(Beginning of PASSAGE SHOWN)

Featured Artist—JC Herrell
Pura Vida…If you know JC, you know that’s her ‘mantra’ for life…pure life, this is life…satisfaction with life. It must be what gives her that amazing ability that she has with hot glass. Her beads are beautiful and unique. I always have to smile when I see them because they are so colorful and cheerful. And apparently perfect…did I say perfect? J I hope you enjoy MCC’s interview with her.
JC will be teaching at Blue Fire Beads in New Lenox, IL May 24 and 25. I can’t wait for her class and I know I’m not alone. If you are interested, www.bluefirebeads.com There are still places available.
1. How did you get started in lampworking? What was the thing that made you interested?

(End of PASSAGE SHOWN)
(Beginning of RECORDED INFORMATION)

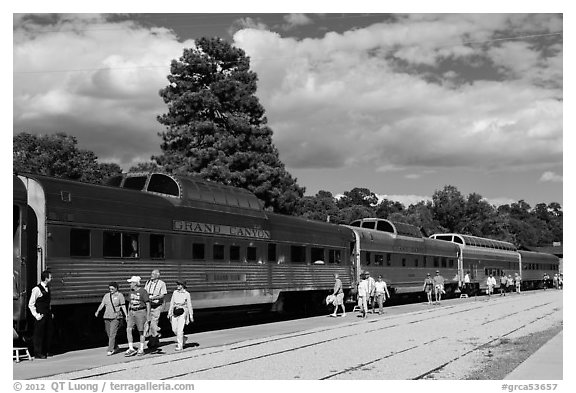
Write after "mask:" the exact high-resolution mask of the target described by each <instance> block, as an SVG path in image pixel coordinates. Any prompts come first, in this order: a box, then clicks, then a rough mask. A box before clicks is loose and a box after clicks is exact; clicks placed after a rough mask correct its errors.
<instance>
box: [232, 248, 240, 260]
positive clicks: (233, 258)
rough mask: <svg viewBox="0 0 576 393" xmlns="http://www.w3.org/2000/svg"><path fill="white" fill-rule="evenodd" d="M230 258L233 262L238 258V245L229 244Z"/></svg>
mask: <svg viewBox="0 0 576 393" xmlns="http://www.w3.org/2000/svg"><path fill="white" fill-rule="evenodd" d="M230 260H231V261H235V262H237V261H239V260H240V246H230Z"/></svg>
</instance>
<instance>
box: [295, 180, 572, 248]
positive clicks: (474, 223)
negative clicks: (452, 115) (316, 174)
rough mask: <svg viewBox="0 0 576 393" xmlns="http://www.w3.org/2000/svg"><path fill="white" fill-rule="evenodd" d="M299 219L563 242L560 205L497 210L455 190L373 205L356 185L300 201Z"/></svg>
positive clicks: (500, 208) (440, 191)
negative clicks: (350, 187) (405, 227)
mask: <svg viewBox="0 0 576 393" xmlns="http://www.w3.org/2000/svg"><path fill="white" fill-rule="evenodd" d="M296 214H297V215H300V216H303V217H306V218H310V219H318V220H321V221H325V220H326V217H327V216H328V215H330V217H331V221H332V222H335V223H338V224H349V223H350V222H352V221H354V220H356V219H359V218H365V217H379V218H387V219H389V220H391V221H395V222H404V223H408V224H412V225H415V226H417V227H419V228H420V230H421V232H422V233H423V234H424V235H425V236H429V235H432V234H433V233H447V232H457V233H462V234H467V235H473V236H480V237H487V238H491V239H497V240H503V241H508V242H512V243H514V244H516V245H517V246H546V245H550V244H551V243H552V242H561V241H562V228H563V226H562V219H563V213H562V207H561V206H560V204H559V203H556V202H552V203H550V204H548V205H547V204H545V203H539V204H537V205H536V207H535V208H534V209H532V208H531V207H530V205H529V204H527V203H526V202H525V201H523V200H520V201H518V202H515V203H512V204H511V205H502V206H499V207H496V206H493V205H491V204H490V203H488V202H487V201H486V200H485V199H484V198H483V197H482V195H480V194H478V193H471V194H469V195H467V196H464V195H462V193H460V191H458V189H457V188H456V187H454V186H450V185H448V186H445V187H444V188H443V189H442V190H436V191H435V192H434V194H433V197H432V201H420V202H418V203H416V204H411V205H410V206H408V207H407V208H406V207H404V205H403V204H402V203H400V202H396V201H390V200H388V199H384V200H382V201H381V202H380V203H379V204H378V203H377V197H376V195H375V194H374V193H373V192H372V191H370V190H369V189H367V188H360V187H356V188H353V189H352V190H351V191H349V192H345V193H344V195H343V196H342V197H341V198H339V199H338V198H336V197H334V196H332V194H331V193H329V192H327V191H320V192H319V193H318V194H316V195H315V196H313V197H308V196H307V197H304V198H303V200H302V203H301V204H299V206H298V209H297V211H296Z"/></svg>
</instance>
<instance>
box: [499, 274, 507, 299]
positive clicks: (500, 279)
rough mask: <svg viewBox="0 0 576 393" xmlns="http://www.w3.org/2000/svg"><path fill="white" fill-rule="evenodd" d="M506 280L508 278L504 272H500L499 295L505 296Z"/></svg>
mask: <svg viewBox="0 0 576 393" xmlns="http://www.w3.org/2000/svg"><path fill="white" fill-rule="evenodd" d="M507 282H508V278H507V277H506V274H505V273H504V272H502V275H501V276H500V296H506V283H507Z"/></svg>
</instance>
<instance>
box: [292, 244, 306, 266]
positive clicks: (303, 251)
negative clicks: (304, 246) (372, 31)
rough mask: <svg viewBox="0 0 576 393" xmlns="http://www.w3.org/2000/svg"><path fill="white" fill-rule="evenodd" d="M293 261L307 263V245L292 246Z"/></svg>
mask: <svg viewBox="0 0 576 393" xmlns="http://www.w3.org/2000/svg"><path fill="white" fill-rule="evenodd" d="M290 255H291V259H290V260H291V261H292V262H295V263H306V247H304V246H290Z"/></svg>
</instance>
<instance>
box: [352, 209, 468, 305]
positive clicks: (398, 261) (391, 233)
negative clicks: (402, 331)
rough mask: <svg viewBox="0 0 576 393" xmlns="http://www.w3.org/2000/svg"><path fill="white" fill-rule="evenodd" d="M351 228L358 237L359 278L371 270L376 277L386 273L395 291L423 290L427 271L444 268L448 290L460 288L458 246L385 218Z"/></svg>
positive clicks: (375, 277) (357, 264)
mask: <svg viewBox="0 0 576 393" xmlns="http://www.w3.org/2000/svg"><path fill="white" fill-rule="evenodd" d="M348 227H349V228H351V229H352V230H353V231H354V234H355V237H356V250H355V263H356V265H357V268H356V271H357V274H358V275H357V277H356V280H357V281H358V280H359V274H360V273H362V272H365V271H369V272H370V275H371V276H372V277H374V278H376V277H377V276H378V275H382V278H383V280H384V281H386V284H387V286H388V287H389V290H391V291H392V292H393V293H396V294H403V293H404V294H408V293H419V292H422V287H423V283H424V279H425V278H426V273H430V274H431V275H434V272H435V271H436V270H440V273H441V275H442V276H443V277H444V279H445V290H446V291H447V292H448V293H450V292H454V291H456V289H457V288H458V255H459V251H460V249H459V247H458V246H456V245H454V244H449V243H446V242H442V241H438V240H433V239H428V238H424V237H423V236H422V234H421V232H420V230H419V229H418V228H417V227H415V226H413V225H410V224H405V223H399V222H392V221H389V220H385V219H379V218H364V219H361V220H356V221H354V222H352V223H351V224H350V226H348Z"/></svg>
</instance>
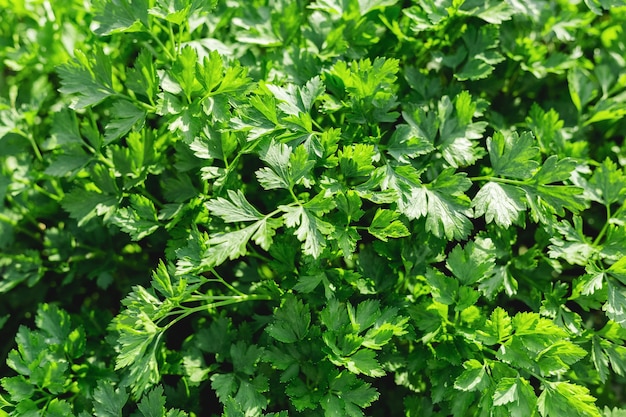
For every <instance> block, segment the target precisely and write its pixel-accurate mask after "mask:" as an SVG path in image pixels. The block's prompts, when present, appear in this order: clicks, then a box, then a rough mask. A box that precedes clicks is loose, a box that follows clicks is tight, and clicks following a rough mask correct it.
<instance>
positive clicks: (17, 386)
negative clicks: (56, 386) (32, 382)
mask: <svg viewBox="0 0 626 417" xmlns="http://www.w3.org/2000/svg"><path fill="white" fill-rule="evenodd" d="M0 384H1V385H2V388H4V389H5V390H6V392H7V393H8V394H9V396H10V397H11V401H13V402H16V403H18V402H20V401H22V400H25V399H29V398H31V397H32V395H33V394H34V392H35V387H33V385H32V384H31V383H29V382H28V381H27V380H26V378H24V377H23V376H22V375H18V376H13V377H4V378H2V380H0Z"/></svg>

(End of RECORDED INFORMATION)

GOAL OF THE EXERCISE – According to the featured artist profile, what phrase does JC Herrell treat as her mantra for life?

RESULT – Pura Vida